Of the lines below, report only those that contain "clicks".

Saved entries
━━━━━━━━━━━━━━━━

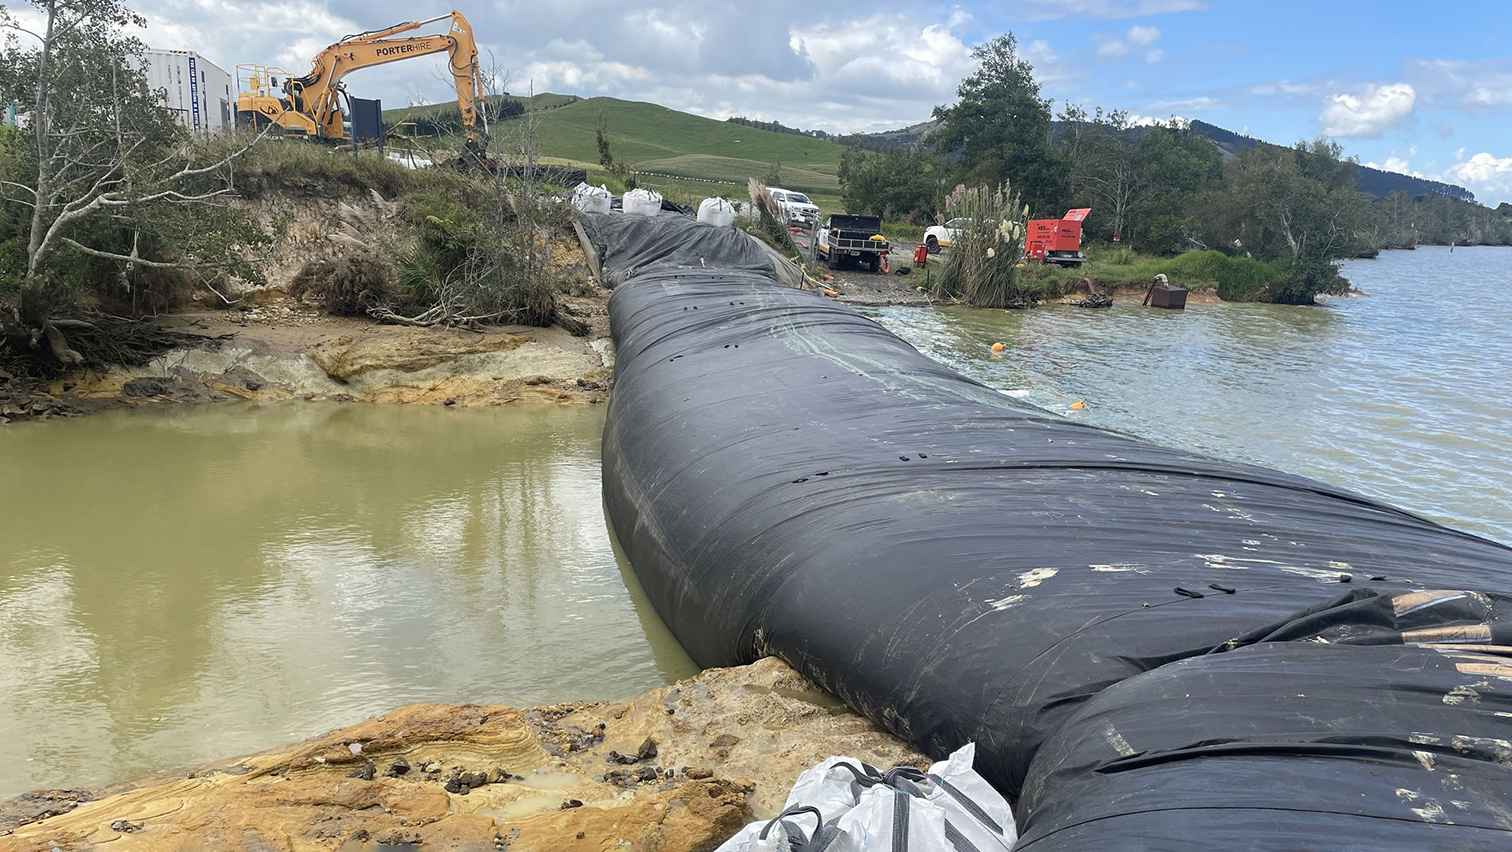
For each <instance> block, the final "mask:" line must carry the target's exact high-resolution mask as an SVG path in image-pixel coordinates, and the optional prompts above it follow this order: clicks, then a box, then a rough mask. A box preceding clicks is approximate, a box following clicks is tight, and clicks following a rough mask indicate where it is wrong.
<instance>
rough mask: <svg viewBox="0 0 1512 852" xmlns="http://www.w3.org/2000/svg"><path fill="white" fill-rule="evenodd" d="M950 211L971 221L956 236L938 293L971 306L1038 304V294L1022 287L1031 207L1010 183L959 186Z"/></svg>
mask: <svg viewBox="0 0 1512 852" xmlns="http://www.w3.org/2000/svg"><path fill="white" fill-rule="evenodd" d="M945 209H947V210H948V212H950V215H951V216H953V218H963V219H968V221H969V222H971V224H969V225H968V227H965V229H962V232H960V233H959V236H957V238H956V245H954V247H953V248H951V251H950V256H948V257H947V259H945V269H943V271H940V277H939V280H937V281H936V285H934V295H936V297H937V298H953V300H962V301H965V303H966V304H969V306H972V307H1033V304H1034V295H1033V294H1031V292H1028V291H1025V289H1024V288H1021V286H1019V285H1018V277H1019V269H1021V268H1022V266H1024V236H1025V225H1024V221H1025V218H1028V212H1030V210H1028V207H1027V206H1022V204H1021V203H1019V197H1018V194H1016V192H1013V191H1012V188H1010V186H1009V183H1007V182H1004V183H1002V185H1001V186H999V188H996V189H992V188H986V186H977V188H972V189H966V188H965V186H957V188H956V191H954V192H951V194H950V197H948V198H947V200H945Z"/></svg>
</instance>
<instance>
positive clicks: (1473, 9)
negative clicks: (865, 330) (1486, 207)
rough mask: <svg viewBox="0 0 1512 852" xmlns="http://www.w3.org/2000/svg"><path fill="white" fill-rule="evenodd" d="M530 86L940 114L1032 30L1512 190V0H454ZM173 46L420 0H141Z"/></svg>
mask: <svg viewBox="0 0 1512 852" xmlns="http://www.w3.org/2000/svg"><path fill="white" fill-rule="evenodd" d="M452 2H454V3H455V5H457V8H458V9H461V11H463V12H464V14H466V15H467V17H469V18H472V23H473V29H475V32H476V33H478V39H479V42H481V45H482V48H484V50H485V51H487V53H488V54H490V56H491V58H493V62H494V65H496V67H497V70H499V71H500V74H503V76H507V77H508V82H510V89H511V91H516V92H522V91H528V89H531V88H534V89H535V91H556V92H572V94H579V95H597V94H606V95H614V97H623V98H632V100H650V101H656V103H662V104H667V106H671V107H674V109H683V110H688V112H697V113H702V115H709V117H714V118H726V117H729V115H750V117H756V118H767V120H779V121H783V123H786V124H791V126H798V127H812V129H823V130H832V132H854V130H886V129H895V127H901V126H907V124H913V123H918V121H922V120H925V118H928V113H930V109H931V107H933V106H934V104H942V103H948V101H950V100H951V98H953V95H954V89H956V83H957V82H959V80H960V77H962V76H963V74H966V73H969V71H971V68H972V62H971V58H969V51H971V47H972V45H975V44H980V42H981V41H986V39H989V38H992V36H995V35H998V33H1001V32H1009V30H1012V32H1013V33H1015V35H1016V36H1018V38H1019V42H1021V48H1022V53H1024V54H1025V56H1027V58H1028V59H1030V61H1031V62H1033V64H1034V67H1036V74H1037V77H1039V79H1040V80H1042V83H1043V94H1045V95H1046V97H1051V98H1055V100H1057V101H1061V103H1064V101H1075V103H1081V104H1086V106H1089V107H1092V106H1099V104H1101V106H1108V107H1117V109H1126V110H1129V112H1131V113H1134V115H1137V117H1142V118H1143V120H1167V118H1170V117H1182V118H1201V120H1204V121H1210V123H1213V124H1219V126H1222V127H1228V129H1231V130H1238V132H1246V133H1249V135H1252V136H1256V138H1261V139H1269V141H1273V142H1294V141H1297V139H1302V138H1311V136H1315V135H1320V133H1325V135H1328V136H1331V138H1335V139H1337V141H1340V142H1341V144H1343V145H1344V148H1346V151H1347V153H1350V154H1355V156H1358V157H1359V159H1361V162H1368V163H1374V165H1377V166H1380V168H1388V169H1393V171H1402V173H1408V174H1421V176H1426V177H1435V179H1441V180H1448V182H1453V183H1459V185H1462V186H1468V188H1470V189H1471V191H1473V192H1476V197H1477V198H1479V200H1480V201H1483V203H1489V204H1495V203H1498V201H1512V0H1461V2H1456V3H1453V5H1447V3H1438V5H1435V3H1421V2H1412V3H1409V2H1403V0H1377V2H1361V0H1350V2H1343V0H1312V2H1297V0H1266V2H1261V0H1253V2H1243V0H1058V2H1057V0H1037V2H1028V0H996V2H965V3H943V5H940V3H928V2H901V0H871V2H868V3H863V5H835V6H829V5H815V3H812V2H803V0H764V2H759V3H751V2H748V0H745V2H735V0H637V2H634V3H632V2H627V0H553V2H552V3H546V5H543V3H534V2H532V3H526V2H519V0H488V2H478V0H452ZM138 8H139V9H141V11H142V14H144V15H147V17H148V21H150V24H148V29H147V39H148V42H150V44H153V45H154V47H169V48H183V50H198V51H200V53H203V54H206V56H207V58H210V59H212V61H215V62H218V64H219V65H221V67H224V68H227V70H231V67H233V65H236V64H242V62H271V64H281V65H284V67H286V68H289V70H295V71H301V73H302V71H304V70H305V68H308V62H310V58H311V56H313V54H314V53H316V51H318V50H319V48H321V47H324V45H325V44H330V42H331V41H336V39H337V38H340V36H342V35H345V33H351V32H360V30H366V29H373V27H378V26H387V24H390V23H395V21H402V20H408V18H425V17H431V15H435V14H443V12H446V11H448V9H449V8H451V3H448V2H445V0H442V2H437V3H425V2H414V0H139V6H138ZM440 64H442V61H440V59H425V61H416V62H402V64H396V65H389V67H384V68H375V70H369V71H363V73H361V74H354V76H352V77H349V79H348V83H349V88H351V91H352V92H354V94H360V95H364V97H381V98H383V100H384V104H386V106H402V104H405V103H420V101H434V100H451V97H454V95H451V94H449V91H448V83H446V79H445V76H443V74H442V65H440Z"/></svg>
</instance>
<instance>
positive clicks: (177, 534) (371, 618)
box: [0, 404, 694, 794]
mask: <svg viewBox="0 0 1512 852" xmlns="http://www.w3.org/2000/svg"><path fill="white" fill-rule="evenodd" d="M602 424H603V410H602V409H597V407H582V409H544V407H543V409H493V410H443V409H404V407H387V406H311V404H292V406H274V407H253V406H234V407H215V409H157V410H150V412H130V413H122V415H106V416H98V418H86V419H80V421H68V422H50V424H27V425H24V427H21V428H14V427H12V428H8V430H0V486H3V487H0V519H5V525H6V530H5V536H3V537H0V742H3V743H6V745H5V752H6V755H5V757H6V760H5V761H0V794H5V793H14V791H18V790H23V788H29V787H38V785H50V784H74V785H79V784H98V782H104V781H112V779H121V778H125V776H130V775H135V773H141V772H147V770H153V769H163V767H169V766H178V764H187V763H195V761H203V760H210V758H216V757H225V755H231V754H237V752H246V751H256V749H260V748H266V746H271V745H274V743H278V742H283V740H287V739H293V737H302V735H308V734H311V732H318V731H322V729H327V728H331V726H336V725H342V723H346V722H352V720H355V719H360V717H363V716H367V714H372V713H380V711H383V710H384V708H389V707H393V705H396V704H404V702H411V701H484V702H510V704H540V702H552V701H564V699H578V698H621V696H629V695H634V693H637V692H641V690H644V689H649V687H652V686H659V684H662V683H667V681H668V679H674V678H679V676H686V675H688V673H691V672H692V670H694V669H692V664H691V661H689V660H688V658H686V657H685V655H683V654H682V651H680V649H679V648H677V646H676V643H674V642H673V640H671V637H670V636H668V634H667V631H665V628H664V627H662V625H661V622H659V620H656V617H655V614H653V613H652V611H650V610H649V608H646V607H644V605H640V604H637V599H635V598H637V595H640V590H638V587H635V586H634V584H629V586H627V584H626V577H627V574H629V572H627V571H626V569H624V566H623V564H621V563H620V561H617V555H615V551H614V549H612V546H611V542H609V534H608V531H606V525H605V519H603V510H602V502H600V486H599V434H600V431H602Z"/></svg>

━━━━━━━━━━━━━━━━

| Solution to this problem |
For each <instance> block, the final "mask:" line must carry the target's exact high-resolution mask as an SVG path in image-pixel coordinates, and the optional prompts above it follow this order: clicks, then a box, then a rough mask. A box preceding clicks is approximate, a box following clicks is tight, and clicks following a rough mask indicate where it is wrong.
positive clicks: (1473, 9)
negative clicks: (865, 330) (1486, 207)
positive clicks: (177, 534) (371, 618)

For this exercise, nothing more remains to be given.